> [What you should do]: Every entry below is to be copied exactly, with nothing omitted.

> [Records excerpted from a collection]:
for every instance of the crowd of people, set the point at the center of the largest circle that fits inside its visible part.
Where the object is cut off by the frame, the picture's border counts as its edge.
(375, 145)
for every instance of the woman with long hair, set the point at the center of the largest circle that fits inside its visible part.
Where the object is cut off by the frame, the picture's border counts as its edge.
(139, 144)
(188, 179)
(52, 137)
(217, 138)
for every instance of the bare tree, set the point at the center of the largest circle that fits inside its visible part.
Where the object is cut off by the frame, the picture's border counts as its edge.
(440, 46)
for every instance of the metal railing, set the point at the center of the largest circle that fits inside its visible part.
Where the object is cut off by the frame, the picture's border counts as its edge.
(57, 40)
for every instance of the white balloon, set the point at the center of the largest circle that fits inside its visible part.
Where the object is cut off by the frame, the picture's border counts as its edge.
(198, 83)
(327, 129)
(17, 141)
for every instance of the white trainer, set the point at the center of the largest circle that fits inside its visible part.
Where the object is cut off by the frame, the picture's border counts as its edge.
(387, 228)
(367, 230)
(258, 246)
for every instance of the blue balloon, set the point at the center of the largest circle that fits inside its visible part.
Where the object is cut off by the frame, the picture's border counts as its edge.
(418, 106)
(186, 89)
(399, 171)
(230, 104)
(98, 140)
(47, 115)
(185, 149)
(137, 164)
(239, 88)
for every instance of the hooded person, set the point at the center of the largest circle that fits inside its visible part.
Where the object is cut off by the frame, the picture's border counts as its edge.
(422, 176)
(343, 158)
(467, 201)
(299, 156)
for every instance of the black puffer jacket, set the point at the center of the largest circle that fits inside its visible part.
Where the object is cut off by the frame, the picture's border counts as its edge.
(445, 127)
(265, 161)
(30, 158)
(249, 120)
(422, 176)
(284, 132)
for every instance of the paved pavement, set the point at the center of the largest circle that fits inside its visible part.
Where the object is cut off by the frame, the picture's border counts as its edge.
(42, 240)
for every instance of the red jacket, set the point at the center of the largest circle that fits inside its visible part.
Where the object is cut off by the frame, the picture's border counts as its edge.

> [Answer section]:
for every instance of the crowd of people, set the point at the center of the largest circle that fits inside its visible part.
Where the object is cut off by the frame, the picture's border counts as its edge.
(375, 145)
for every instance of the woman with long hair, set the point at the center of the largest circle that fits inside its visible part.
Where the object is cut off by the frame, the picture's border counts as its edge.
(139, 144)
(188, 179)
(52, 137)
(217, 138)
for every instance of the bare tree, set the point at the center of the largest circle that fits inside its visible part.
Where the object is cut off by the frame, the picture's border counts as its edge.
(440, 46)
for every instance of the metal railing, set the point at the center of the largest circle that fits inside its visible part.
Where the object is cut off by the frame, the picture's border counts as its edge.
(57, 40)
for every instance of the white balloon, set the point at the center of the largest circle that fits inside its visible part.
Where the object is cut off by the frame, the picture's border counts as its edge.
(198, 83)
(327, 129)
(17, 141)
for every instance of the white trainer, set the point at the center of the largest circle that fits inside its visible part.
Where the object is cut off by the frame, the picture's border counts as its edge.
(387, 228)
(367, 230)
(258, 246)
for every instance of the blue balloon, set the point at the center of the largest circle that fits inside its visible part.
Where the object is cut off by the frame, the picture's border counts as its edge.
(418, 106)
(186, 89)
(399, 171)
(230, 104)
(98, 140)
(47, 115)
(185, 149)
(137, 164)
(239, 88)
for every instance of the hooded person, set the point at the center of the largest circle that fits inside its visible part.
Where the object is cut off by the frame, the picture's border counts as its edge.
(422, 176)
(343, 158)
(467, 201)
(299, 156)
for every instance of the black puffer jacket, set the point at the center of the largest circle that fits inside its visible part.
Where the object is cut off by the frame, the picture's border counts as its edge.
(445, 127)
(265, 161)
(30, 158)
(249, 120)
(422, 176)
(284, 132)
for every instance of the paved pavement, set the point at the center of the largest circle that fits inside its visible part.
Where the object is cut off by the frame, the picture's border counts as its edge.
(42, 240)
for every instance of the red jacket, set the point at the center of the largest circle that fits inside its visible part.
Where the object is cut off by the frame, the picture's border counts as its edge.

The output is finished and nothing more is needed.